____ Отрывок

Тут и домовой, и его жалобная и угрюмая, в тон Надиному настроению, песенка, и воображаемый звук скрипки – видно, страх перед Андреем Андреичем уже и ночью преследует героиню. Резкий стук сорвавшейся ставни – может быть, символ начала распада дома. Входит мать со свечой и спрашивает, что это застучало. Тут в дело вступает чертовщина. «В печке раздалось пение нескольких басов и даже послышалось: „А-ах, бо-о-же мой!“» Эти басы очень характерны на фоне того, что о Саше несколько раз упоминалось, что он кашлял басом. Но «басы» – это, разумеется, и «бесы». Вмешательство этих сил прорывает плотину Надиного молчания: она «села в постели и вдруг схватила себя крепко за волосы и зарыдала». Она умоляет мать позволить ей уехать, говорит, что свадьбы не должно быть и не будет, что она не любит этого человека. Но Нина Ивановна страшно пугается. Она отделывается общими местами. Надя говорит не слишком тактично: «– Милая, добрая моя, ты ведь умна, ты несчастна, <…> – ты очень несчастна, – зачем же ты говоришь пошлости? Бога ради, зачем?»

________
____ Сохранённые строки

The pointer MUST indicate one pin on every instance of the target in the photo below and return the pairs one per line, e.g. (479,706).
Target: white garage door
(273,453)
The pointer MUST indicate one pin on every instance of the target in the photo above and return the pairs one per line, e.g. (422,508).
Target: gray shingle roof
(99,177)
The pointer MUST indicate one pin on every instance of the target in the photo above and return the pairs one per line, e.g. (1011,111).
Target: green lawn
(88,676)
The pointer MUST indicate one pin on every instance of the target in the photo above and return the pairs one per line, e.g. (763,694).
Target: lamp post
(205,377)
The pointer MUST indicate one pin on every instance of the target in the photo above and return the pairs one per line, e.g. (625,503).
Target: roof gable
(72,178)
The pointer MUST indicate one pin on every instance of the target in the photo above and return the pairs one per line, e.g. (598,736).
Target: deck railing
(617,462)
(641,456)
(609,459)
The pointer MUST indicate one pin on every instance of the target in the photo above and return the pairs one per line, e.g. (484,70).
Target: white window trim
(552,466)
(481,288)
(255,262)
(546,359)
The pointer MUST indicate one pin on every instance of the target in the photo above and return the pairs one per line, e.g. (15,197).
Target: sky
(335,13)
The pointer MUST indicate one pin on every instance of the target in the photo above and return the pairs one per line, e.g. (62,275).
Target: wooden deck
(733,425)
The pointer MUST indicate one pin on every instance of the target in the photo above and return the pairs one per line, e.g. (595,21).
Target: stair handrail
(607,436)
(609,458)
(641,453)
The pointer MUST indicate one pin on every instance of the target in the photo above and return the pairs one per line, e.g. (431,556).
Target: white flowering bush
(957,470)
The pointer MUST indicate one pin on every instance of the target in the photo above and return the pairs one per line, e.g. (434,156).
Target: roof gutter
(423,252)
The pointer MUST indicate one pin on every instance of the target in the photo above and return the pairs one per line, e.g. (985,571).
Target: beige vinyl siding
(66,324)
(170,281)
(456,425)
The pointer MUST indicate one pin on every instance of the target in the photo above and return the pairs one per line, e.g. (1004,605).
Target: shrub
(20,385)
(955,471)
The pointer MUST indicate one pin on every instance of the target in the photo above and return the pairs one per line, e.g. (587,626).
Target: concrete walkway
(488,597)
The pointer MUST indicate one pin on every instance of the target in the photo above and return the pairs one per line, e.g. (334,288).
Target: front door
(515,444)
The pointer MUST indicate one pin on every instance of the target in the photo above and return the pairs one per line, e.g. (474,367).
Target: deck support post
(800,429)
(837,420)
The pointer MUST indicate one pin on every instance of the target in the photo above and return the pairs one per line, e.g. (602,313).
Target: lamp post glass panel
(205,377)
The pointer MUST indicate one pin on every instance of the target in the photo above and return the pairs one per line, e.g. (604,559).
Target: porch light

________

*Задание 1*
Ответьте по отрывку о Наде на три вопроса.
(a) О чём спрашивает мать, когда входит со свечой?
(b) Что делает Надя, сев в постели?
(c) Какое слово, по мнению автора отрывка, слышится в «басах»?
*Задание 2*
Напишите продолжение отрывка о Наде и её матери, начав сразу после последней приведённой фразы.
Строки здесь никакой роли не играют.

*Ответ 1*
(a) Мать спрашивает, что это застучало.
(b) Она вдруг крепко хватает себя за волосы и рыдает.
(c) В «басах» слышатся «бесы».

*Ответ 2*
Мать уходит к себе: «Басы опять загудели в печке, стало вдруг страшно». Надя сама идет к матери, и та выпаливает свою эгоистическую тираду. Надя в шоке. Чертовщина же продолжается. Надя «всю ночь сидела и думала, а кто-то со двора все стучал в ставню и насвистывал». Бушующие снаружи природные силы помогают ей почувствовать, что она всеми оставлена. Утром выясняется, что буря сбила все яблоки и сломала старую сливу. Эта «ломка» оказывает радикализирующее влияние на развитие сюжета. Следуя «примеру» матери, показавшей ей, что каждый воюет сам за себя, Надя идет к Саше, говорит, что презирает жениха и эту праздную бессмысленную жизнь, и просит его забрать ее с собой. (Наверное, про «праздную бессмысленную жизнь» она говорит (возвращая ему его же слова), чтобы показать, что она не просто бежит от нежеланной свадьбы, а имеет идейные причины так поступать.) Он радуется. Следует исключительно важный пассаж:
А она глядела на него не мигая, большими, влюбленными глазами, как очарованная, ожидая, что он тотчас же скажет ей что-нибудь значительное, безграничное по своей важности; он еще ничего не сказал ей, но уже ей казалось, что перед нею открывается нечто новое и широкое, чего она раньше не знала, и уже она смотрела на него, полная ожиданий, готовая на все, хотя бы на смерть!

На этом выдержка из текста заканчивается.